__PROBLEM__.
State how many lines in the items below contain the string "road", treating uppercase and lowercase as different. Give only the number.

* Start *

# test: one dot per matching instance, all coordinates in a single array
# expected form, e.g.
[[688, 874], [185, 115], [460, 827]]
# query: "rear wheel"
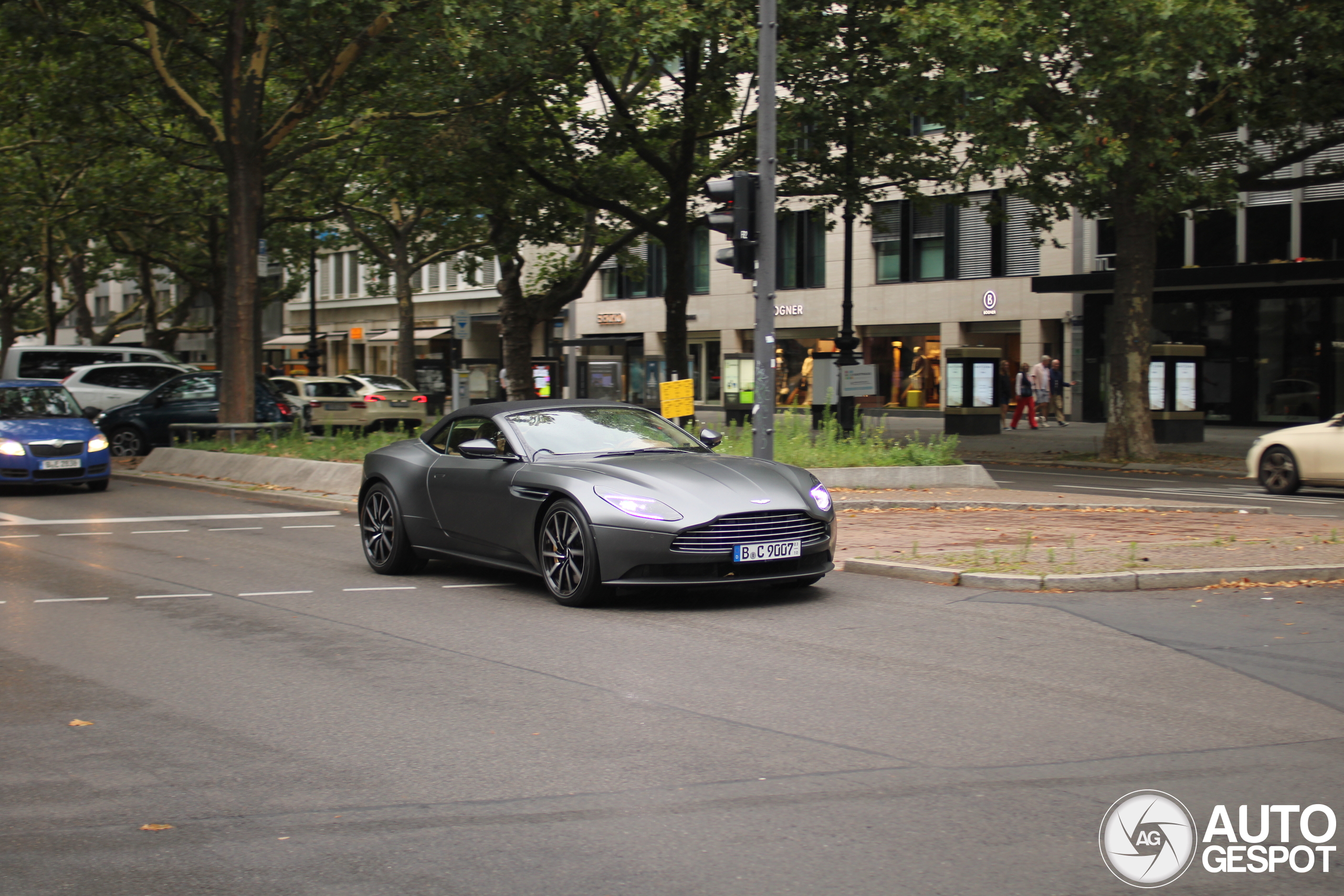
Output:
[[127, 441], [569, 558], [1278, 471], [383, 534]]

* End *
* Start *

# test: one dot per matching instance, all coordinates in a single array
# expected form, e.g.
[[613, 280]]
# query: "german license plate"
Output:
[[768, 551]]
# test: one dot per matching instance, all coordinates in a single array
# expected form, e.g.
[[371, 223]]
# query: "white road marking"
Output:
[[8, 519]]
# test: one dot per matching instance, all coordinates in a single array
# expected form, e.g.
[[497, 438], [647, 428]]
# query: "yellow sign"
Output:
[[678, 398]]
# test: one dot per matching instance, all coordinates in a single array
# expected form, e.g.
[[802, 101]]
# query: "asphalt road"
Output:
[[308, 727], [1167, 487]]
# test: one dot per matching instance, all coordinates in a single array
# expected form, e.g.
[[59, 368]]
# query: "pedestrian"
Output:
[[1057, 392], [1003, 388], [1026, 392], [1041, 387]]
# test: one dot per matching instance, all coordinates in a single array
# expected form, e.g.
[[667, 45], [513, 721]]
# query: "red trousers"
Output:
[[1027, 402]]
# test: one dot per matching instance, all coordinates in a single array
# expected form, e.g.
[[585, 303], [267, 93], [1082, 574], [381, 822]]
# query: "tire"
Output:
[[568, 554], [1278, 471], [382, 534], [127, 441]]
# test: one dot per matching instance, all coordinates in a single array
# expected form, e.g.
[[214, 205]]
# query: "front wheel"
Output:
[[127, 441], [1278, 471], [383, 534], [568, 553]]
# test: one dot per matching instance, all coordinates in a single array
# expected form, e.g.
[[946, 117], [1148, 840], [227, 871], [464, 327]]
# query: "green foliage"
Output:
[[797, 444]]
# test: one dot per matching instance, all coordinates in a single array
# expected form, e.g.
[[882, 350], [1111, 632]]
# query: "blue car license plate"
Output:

* End *

__COMPLETE OUTPUT__.
2